Data provided: Begin
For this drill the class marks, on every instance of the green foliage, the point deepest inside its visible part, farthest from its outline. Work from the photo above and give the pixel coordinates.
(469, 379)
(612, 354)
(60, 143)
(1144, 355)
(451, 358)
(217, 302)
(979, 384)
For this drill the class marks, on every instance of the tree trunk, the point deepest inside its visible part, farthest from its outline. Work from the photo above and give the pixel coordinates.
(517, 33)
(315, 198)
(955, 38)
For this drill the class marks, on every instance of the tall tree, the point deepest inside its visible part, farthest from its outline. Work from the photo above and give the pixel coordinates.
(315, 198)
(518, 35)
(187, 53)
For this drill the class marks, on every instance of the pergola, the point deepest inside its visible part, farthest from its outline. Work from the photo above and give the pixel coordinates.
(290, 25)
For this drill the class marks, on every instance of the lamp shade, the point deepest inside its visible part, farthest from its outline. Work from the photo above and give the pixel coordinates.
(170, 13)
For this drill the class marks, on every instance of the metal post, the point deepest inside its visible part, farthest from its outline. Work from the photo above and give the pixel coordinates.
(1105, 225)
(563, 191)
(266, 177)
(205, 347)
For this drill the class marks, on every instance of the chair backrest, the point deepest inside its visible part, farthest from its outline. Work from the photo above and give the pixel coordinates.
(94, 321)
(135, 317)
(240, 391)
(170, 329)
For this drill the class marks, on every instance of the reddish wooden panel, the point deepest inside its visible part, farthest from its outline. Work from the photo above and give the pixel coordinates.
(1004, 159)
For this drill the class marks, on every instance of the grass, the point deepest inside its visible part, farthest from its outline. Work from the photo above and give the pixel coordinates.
Data provided: End
▸ **What you are asked to do**
Beginning with the line that holds "of the chair", please return every line through the end of the data, exactly as written.

▸ **Expected answer**
For this drill the class marks, on every instance of the chair backrest, the point deepest inside its visible part, farthest from its outline. Work from the photo above and give the pixel coordinates.
(94, 321)
(135, 317)
(240, 391)
(170, 329)
For this drill the class marks, on every instance of the reddish wooden panel, the point deepest inside its visible part, farthest from its outline. Work from the photo above and give the pixel coordinates.
(1004, 159)
For this drill the class marks, on every instance of the grass, the point deepest inside its visible part, farthest from its outline. Work from the photo above and give the pixel coordinates.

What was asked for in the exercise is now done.